● **Görevler**:
[a] Avrupa Beceriler Yılı metnine dayanarak şu soruları yanıtlayın ve her yanıtı sorusuyla aynı işaretle verin:
(i) Avrupa Beceriler Yılı 2023 beceri eksikliklerini gidermede başta hangi işletmelere yardımcı olacak?
(ii) Metinde beceri geliştirme (upskilling) nasıl tanımlanıyor?
(iii) İnsanlar ve AB ekonomisi için yeni fırsatlar yaratan geçişler hangileri?
[b] Aşağıdaki ifadelerin Avrupa Beceriler Yılı metniyle uyuşup uyuşmadığını evet ya da hayır diye belirtin ve her kararı metinden tam alıntıyla destekleyin:
(i) Yeniden beceri kazandırma, kişinin önceki beceri setinden farklı yeni bir beceri seti öğrenmesidir.
(ii) Avrupa Beceriler Yılı 2023 yalnızca büyük şirketleri hedef alır.
(iii) Talep edilen becerilere sahip bir işgücü inovasyonu azaltır.
[c] Lütfen Avrupa Beceriler Yılı metnini son cümlesinden sonra sürdürün.

● **Kaynak**:

AB'de Durum ve Yapılacaklar
Rekabet gücünün, katılımın ve becerilerin artırılması için şunlar gerekmekte:
- Talep edilen becerilere sahip bir işgücüne sahip olmak sürdürülebilir büyümeye katkıda bulunur, daha fazla inovasyona yol açar ve şirketlerin rekabet gücünü artırır.
Avrupa Beceriler Yılı 2023, başta küçük ve orta ölçekli işletmeler olmak üzere şirketlerin AB'deki beceri eksikliklerini gidermelerine yardımcı olacak.
- İnsanların kaliteli işler için doğru becerileri edinmelerine yardımcı olarak yeniden beceri kazandırma ve beceri geliştirme zihniyetini teşvik edecektir.
Yeniden beceri kazandırma (reskilling), bir bireyin önceki beceri setinden farklı yeni bir beceri seti öğrenmesidir. Öte yandan beceri geliştirme (upskilling), bir bireyin kendi alanında daha yetkin olması için mevcut becerilerinin yükseltilmesi veya güncellenmesidir.
- Yeşil ve dijital geçişler, insanlar ve AB ekonomisi için yeni fırsatlar yaratıyor. Nitelikli çalışanlar daha iyi iş fırsatlarından yararlanacak ve topluma tam olarak katılacaklar.

● **Veriler**:

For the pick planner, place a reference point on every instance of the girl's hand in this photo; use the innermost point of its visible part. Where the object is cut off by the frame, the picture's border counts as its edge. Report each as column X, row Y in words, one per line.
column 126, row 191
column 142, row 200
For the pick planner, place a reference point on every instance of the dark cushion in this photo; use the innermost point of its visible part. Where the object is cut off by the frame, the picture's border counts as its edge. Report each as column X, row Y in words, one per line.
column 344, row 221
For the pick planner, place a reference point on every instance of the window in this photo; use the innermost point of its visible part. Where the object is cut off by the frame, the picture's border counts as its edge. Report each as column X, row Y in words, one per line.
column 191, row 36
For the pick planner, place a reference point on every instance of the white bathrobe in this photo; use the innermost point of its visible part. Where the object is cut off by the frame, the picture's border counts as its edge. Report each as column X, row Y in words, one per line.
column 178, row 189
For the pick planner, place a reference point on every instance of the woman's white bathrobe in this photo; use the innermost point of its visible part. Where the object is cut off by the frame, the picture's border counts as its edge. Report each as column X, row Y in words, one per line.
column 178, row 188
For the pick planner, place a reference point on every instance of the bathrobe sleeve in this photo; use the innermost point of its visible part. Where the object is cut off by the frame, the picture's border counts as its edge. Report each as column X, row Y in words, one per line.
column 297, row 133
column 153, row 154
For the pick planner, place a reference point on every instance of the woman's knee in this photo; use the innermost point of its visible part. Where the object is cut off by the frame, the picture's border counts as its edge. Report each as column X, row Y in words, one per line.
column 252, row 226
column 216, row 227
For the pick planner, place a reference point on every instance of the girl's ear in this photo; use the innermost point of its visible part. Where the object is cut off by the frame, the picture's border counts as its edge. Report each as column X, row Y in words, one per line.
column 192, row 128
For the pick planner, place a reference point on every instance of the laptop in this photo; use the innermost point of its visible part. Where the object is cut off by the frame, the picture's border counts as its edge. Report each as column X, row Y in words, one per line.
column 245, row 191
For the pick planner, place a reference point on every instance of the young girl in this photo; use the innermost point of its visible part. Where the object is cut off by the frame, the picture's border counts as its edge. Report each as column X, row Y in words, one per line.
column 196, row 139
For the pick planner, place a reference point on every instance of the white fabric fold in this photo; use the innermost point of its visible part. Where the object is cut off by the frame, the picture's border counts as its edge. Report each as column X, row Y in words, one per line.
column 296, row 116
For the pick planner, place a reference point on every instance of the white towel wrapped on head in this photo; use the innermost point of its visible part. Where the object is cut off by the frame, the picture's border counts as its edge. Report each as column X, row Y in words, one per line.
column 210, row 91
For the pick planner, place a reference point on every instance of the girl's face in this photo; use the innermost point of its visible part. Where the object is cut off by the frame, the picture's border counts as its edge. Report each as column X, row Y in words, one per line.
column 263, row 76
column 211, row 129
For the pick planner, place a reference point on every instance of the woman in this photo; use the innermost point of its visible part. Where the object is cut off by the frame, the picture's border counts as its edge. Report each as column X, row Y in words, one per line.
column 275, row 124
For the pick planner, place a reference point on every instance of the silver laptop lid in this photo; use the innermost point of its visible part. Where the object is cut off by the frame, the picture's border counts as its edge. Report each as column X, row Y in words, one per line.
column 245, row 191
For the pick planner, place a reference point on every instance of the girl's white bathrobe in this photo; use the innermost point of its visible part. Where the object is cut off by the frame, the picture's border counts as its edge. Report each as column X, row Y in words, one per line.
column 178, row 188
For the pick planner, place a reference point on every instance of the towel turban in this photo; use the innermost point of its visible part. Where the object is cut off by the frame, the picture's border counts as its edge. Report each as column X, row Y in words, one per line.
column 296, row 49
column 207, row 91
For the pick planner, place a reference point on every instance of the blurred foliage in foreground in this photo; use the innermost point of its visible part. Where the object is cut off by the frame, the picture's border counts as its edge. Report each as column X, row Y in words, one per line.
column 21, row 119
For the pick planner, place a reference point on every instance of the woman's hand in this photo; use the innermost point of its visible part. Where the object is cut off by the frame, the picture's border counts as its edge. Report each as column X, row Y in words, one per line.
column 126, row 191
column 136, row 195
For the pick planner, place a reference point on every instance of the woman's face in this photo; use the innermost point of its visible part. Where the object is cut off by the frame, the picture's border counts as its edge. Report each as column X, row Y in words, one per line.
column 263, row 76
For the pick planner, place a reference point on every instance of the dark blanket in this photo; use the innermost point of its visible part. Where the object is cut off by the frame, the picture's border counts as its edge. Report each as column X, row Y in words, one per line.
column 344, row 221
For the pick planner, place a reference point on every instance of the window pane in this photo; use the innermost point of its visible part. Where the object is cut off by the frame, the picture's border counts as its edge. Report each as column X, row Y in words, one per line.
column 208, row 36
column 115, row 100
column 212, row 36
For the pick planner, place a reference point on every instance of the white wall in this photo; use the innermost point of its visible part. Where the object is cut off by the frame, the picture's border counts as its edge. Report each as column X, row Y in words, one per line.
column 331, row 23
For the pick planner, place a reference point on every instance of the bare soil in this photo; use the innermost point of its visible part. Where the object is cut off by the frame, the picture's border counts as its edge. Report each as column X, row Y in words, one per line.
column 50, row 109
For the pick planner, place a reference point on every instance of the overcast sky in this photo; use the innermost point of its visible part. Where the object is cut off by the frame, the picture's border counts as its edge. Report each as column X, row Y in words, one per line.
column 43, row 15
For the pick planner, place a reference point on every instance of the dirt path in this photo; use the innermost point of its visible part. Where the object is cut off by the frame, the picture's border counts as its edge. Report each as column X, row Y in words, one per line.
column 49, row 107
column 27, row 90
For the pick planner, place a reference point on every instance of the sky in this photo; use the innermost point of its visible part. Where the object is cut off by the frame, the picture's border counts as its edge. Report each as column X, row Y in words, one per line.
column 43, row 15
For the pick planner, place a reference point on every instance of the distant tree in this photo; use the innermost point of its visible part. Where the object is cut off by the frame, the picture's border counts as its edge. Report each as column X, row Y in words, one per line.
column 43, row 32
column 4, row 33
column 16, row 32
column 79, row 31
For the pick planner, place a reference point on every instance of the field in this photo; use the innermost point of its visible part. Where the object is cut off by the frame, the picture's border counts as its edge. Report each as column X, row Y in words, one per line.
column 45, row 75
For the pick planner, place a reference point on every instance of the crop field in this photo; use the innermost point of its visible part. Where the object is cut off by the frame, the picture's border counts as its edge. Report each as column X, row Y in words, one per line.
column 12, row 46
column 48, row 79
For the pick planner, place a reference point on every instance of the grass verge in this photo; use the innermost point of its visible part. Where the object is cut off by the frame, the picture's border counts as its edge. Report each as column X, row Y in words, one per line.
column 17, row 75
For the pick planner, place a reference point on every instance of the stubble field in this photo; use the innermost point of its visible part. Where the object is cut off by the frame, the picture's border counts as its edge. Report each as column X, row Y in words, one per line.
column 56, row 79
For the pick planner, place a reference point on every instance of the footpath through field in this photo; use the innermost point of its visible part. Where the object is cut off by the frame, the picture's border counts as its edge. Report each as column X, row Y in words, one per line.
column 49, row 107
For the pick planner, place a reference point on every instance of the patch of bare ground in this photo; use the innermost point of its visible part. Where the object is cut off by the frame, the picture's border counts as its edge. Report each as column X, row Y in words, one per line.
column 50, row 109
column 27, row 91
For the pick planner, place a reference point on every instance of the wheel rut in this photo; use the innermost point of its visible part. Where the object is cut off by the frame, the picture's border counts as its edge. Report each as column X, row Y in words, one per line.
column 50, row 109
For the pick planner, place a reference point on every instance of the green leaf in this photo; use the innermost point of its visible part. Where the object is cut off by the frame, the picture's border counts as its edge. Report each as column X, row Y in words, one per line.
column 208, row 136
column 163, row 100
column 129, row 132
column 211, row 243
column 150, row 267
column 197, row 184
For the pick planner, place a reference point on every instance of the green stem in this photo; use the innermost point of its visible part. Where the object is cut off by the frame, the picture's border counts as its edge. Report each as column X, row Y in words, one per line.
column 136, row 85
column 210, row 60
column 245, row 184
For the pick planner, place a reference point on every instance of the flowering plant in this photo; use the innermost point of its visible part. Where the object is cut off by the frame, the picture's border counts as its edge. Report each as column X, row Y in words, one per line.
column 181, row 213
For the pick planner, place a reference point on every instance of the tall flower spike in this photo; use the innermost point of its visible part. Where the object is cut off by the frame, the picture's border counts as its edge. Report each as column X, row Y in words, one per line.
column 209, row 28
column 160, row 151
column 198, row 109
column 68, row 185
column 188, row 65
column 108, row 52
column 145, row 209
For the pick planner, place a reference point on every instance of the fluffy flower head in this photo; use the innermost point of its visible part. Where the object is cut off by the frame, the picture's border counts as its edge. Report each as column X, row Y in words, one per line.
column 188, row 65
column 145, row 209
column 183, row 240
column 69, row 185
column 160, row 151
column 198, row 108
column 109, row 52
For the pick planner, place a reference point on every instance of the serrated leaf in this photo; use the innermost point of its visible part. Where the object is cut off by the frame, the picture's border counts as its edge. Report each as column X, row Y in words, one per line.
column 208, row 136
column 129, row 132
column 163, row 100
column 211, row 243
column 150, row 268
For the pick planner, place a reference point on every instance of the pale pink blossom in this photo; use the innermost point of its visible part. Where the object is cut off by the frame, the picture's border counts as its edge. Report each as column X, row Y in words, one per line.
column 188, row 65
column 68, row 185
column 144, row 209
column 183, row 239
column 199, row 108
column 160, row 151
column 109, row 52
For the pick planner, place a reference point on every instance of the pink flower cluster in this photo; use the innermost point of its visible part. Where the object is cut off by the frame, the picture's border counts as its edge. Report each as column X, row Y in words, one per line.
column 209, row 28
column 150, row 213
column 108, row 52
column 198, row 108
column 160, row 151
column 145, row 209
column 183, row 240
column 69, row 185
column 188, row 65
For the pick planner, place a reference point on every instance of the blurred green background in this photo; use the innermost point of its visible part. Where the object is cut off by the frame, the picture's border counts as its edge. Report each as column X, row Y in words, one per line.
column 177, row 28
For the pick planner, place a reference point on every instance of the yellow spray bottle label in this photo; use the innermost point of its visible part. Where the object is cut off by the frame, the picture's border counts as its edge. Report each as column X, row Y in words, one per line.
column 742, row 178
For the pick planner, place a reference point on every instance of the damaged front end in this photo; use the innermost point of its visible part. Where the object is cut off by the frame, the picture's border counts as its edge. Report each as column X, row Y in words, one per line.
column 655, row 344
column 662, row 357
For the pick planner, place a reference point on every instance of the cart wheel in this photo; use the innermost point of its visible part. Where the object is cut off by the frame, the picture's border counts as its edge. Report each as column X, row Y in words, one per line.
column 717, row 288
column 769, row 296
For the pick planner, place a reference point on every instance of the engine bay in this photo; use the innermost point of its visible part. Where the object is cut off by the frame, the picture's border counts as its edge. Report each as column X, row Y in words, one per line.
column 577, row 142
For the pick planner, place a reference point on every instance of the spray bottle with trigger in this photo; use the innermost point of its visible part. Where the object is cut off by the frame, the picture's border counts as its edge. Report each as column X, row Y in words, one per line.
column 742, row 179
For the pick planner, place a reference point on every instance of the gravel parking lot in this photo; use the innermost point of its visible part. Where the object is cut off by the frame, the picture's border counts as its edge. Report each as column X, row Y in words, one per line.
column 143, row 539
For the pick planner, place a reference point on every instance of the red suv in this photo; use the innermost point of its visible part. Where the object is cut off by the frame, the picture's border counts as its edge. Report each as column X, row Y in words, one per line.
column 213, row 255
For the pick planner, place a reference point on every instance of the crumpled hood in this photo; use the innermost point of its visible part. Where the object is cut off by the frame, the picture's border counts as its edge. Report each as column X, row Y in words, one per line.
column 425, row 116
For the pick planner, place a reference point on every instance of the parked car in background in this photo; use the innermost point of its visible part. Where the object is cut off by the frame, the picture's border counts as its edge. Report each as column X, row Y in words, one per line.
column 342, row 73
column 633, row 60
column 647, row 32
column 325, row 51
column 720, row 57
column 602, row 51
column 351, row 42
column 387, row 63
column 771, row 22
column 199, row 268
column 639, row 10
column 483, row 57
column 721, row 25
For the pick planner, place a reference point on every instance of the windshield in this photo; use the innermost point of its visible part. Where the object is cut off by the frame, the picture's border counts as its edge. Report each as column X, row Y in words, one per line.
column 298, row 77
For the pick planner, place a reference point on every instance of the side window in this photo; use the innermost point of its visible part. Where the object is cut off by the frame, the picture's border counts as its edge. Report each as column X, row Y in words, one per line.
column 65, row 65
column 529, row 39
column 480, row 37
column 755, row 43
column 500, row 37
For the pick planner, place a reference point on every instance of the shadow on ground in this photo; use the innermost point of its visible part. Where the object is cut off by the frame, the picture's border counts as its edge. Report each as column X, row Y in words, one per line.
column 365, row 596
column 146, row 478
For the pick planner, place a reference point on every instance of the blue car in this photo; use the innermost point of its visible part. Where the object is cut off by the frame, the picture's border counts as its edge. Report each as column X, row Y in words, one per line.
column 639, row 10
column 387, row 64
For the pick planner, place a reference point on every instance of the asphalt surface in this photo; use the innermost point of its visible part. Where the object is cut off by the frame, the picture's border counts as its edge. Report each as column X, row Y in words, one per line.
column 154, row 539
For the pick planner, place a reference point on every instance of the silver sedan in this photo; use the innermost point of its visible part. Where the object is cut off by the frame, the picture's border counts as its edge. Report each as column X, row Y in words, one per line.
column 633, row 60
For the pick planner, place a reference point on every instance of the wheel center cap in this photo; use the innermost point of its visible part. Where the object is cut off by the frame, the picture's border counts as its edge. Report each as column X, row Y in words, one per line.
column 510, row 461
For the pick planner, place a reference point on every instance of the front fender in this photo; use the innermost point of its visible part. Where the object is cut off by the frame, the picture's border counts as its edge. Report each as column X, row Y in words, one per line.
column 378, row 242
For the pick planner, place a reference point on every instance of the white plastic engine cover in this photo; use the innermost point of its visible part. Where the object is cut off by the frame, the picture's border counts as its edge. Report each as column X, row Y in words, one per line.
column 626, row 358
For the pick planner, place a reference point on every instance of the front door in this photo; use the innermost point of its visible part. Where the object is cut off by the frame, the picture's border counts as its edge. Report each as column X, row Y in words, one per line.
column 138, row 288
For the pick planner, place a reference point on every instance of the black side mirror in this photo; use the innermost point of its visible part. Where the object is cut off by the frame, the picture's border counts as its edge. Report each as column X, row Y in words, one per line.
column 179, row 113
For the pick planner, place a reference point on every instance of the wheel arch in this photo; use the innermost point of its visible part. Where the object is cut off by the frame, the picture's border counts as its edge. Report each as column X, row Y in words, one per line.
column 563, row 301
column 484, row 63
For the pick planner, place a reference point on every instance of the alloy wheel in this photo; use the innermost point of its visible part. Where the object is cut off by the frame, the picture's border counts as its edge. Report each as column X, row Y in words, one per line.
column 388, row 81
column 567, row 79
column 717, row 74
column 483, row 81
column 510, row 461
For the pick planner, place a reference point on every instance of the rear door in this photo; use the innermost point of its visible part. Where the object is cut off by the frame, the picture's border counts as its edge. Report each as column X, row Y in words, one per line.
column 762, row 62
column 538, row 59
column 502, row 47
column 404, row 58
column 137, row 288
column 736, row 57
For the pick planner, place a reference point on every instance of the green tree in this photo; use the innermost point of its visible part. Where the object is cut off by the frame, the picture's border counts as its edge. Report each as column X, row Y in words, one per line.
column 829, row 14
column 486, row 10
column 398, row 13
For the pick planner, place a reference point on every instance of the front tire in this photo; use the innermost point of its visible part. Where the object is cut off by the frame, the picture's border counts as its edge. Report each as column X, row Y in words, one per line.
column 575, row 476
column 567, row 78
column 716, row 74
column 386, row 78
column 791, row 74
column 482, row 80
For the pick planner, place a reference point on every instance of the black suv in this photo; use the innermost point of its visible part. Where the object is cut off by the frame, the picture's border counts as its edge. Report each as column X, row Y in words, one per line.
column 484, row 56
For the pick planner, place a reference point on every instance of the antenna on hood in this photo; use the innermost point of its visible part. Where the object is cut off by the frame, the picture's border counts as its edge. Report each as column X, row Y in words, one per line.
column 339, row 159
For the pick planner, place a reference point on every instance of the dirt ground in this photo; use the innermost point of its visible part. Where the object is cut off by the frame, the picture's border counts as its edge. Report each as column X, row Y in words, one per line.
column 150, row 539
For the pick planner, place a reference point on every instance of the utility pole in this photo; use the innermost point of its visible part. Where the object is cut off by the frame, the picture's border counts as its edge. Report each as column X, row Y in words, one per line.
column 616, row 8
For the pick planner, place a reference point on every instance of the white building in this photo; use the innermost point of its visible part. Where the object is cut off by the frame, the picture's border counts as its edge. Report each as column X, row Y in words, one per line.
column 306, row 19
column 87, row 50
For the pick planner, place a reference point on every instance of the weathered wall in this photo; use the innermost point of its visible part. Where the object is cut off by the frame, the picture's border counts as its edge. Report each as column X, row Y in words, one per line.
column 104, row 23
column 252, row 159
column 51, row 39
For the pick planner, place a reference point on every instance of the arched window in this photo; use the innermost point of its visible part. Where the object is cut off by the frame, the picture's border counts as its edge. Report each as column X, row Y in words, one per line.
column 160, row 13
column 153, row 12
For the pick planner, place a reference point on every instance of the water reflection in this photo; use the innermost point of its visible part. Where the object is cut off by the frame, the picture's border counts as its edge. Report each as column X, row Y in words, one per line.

● **Yanıtlar**:
[a]
(i) Küçük ve orta ölçekli işletmeler.
(ii) Bir bireyin kendi alanında daha yetkin olması için mevcut becerilerinin yükseltilmesi veya güncellenmesi.
(iii) Yeşil ve dijital geçişler.

[b]
(i) Evet: "Yeniden beceri kazandırma (reskilling), bir bireyin önceki beceri setinden farklı yeni bir beceri seti öğrenmesidir."
(ii) Hayır: "başta küçük ve orta ölçekli işletmeler olmak üzere şirketlerin AB'deki beceri eksikliklerini gidermelerine yardımcı olacak."
(iii) Hayır: "daha fazla inovasyona yol açar"

[c]
Bu, ekonomik iyileşmenin yanı sıra yeşil ve dijital geçişlerin sosyal açıdan adil ve hakkaniyetli olmasını sağlamak bakımından kilit önem taşıyor.
Türkiye'yi de AB İlişkilerini de Yönetmekte Taze Bir Bakışa İhtiyacımız Var
Hem AB'de hem de Türkiye'de mesleki eğitime ve beceri kazandırmaya yönelik yatırımlarımıza çok daha fazla odaklanmamız gerekiyor. Türkiye'de bu konu alarm verecek düzeyde acil eylem planları gerektiriyor. Şirketlerle daha iyi bir işbirliğine ihtiyacımız var çünkü neye ihtiyaçları olduğunu en iyi onlar bilir. Lakin şirketlerin bu ihtiyaçlarını insanların, çalışanların istek ve beklentileri ile eşleştirmemiz gerekli. Aynı zamanda dünyanın her yerinden doğru becerilere sahip kişileri Avrupa'ya çekmek üzere bir yarış da var. Türkiye'de bunu AB ülkelerine beyin göçü olarak dramatik bir şekilde yaşıyoruz. Oysa AB ve Türkiye'nin elele vererek büyümelerini güçlendirecek şekilde becerileri kıtamızda tutmaya odaklanması, kazan/kaybet değil bir kazan/kazan formülü yaratılmasına ihtiyacımız var. Bunu da ancak Türkiye'de göreve gelecek, yüksek eğitimli ve yüksek beceri setlerine sahip yurttaşların değerini bilen, onların ülkelerinde verimli, huzurlu ve mutlu yaşamalarını temin eden bir iktidar başarabilir. AB ortalamasının üzerinde deneyime ve becerilere sahip sağlık çalışanlarımıza "giderseniz gidin" diyen bir anlayış değil.
AB'deki durum objektif olarak nedir?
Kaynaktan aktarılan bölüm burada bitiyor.